TASK TO COMPLETE -
State how many lines of the material below contain the string "bumper" with its case matched, and give only that number.

INFORMATION GIVEN -
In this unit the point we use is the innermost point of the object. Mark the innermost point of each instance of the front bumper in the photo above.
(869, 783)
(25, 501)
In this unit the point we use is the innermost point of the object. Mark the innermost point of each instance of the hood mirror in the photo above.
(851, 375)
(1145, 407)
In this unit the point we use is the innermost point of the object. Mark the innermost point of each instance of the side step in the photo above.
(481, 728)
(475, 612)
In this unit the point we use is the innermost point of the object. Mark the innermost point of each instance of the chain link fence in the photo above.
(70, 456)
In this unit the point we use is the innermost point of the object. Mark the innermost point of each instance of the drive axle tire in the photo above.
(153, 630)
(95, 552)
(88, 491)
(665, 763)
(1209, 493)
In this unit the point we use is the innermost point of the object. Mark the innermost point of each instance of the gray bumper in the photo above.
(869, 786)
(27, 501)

...

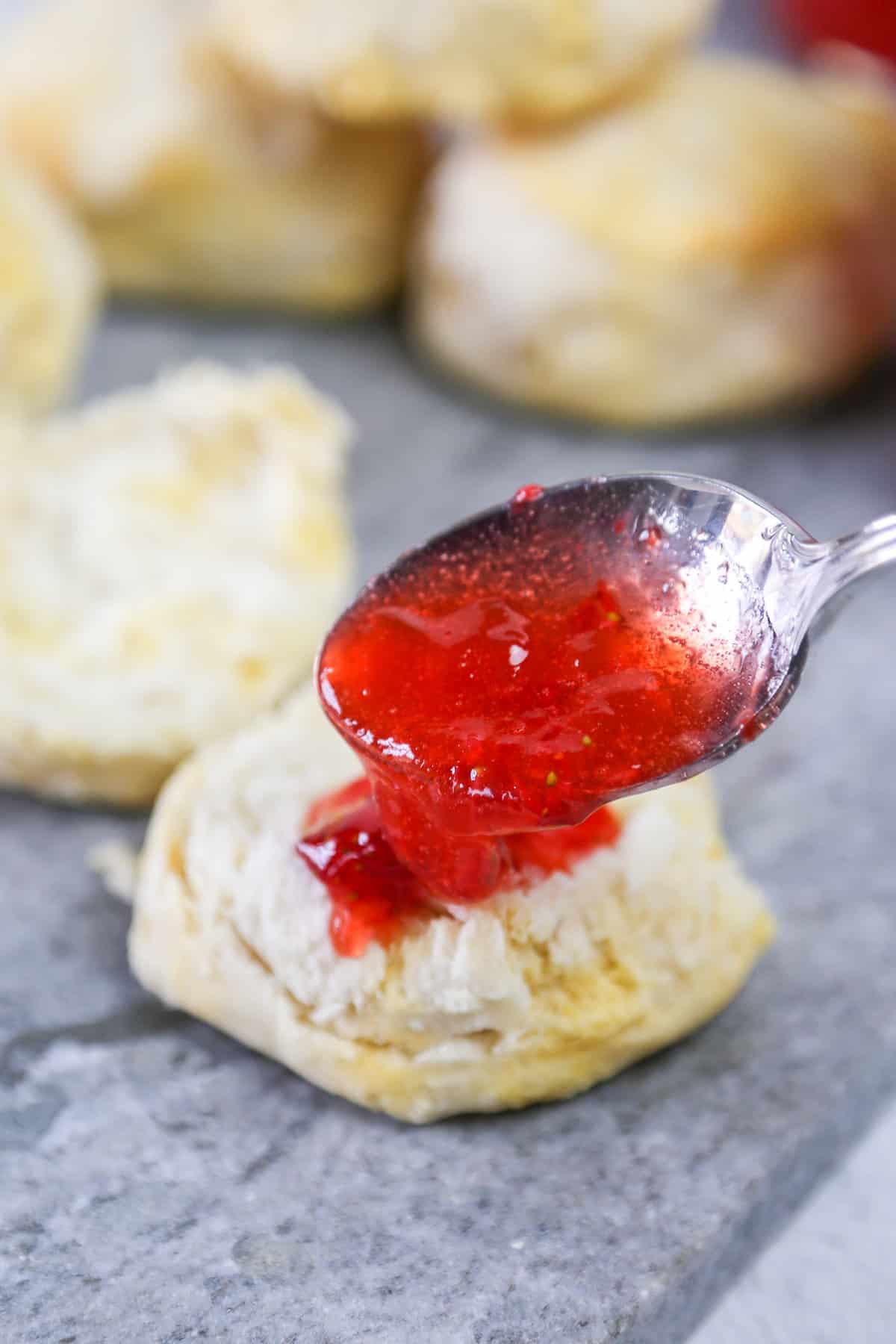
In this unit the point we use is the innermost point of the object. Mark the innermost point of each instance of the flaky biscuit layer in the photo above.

==

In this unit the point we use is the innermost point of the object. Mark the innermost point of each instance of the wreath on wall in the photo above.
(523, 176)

WORKED ANSWER -
2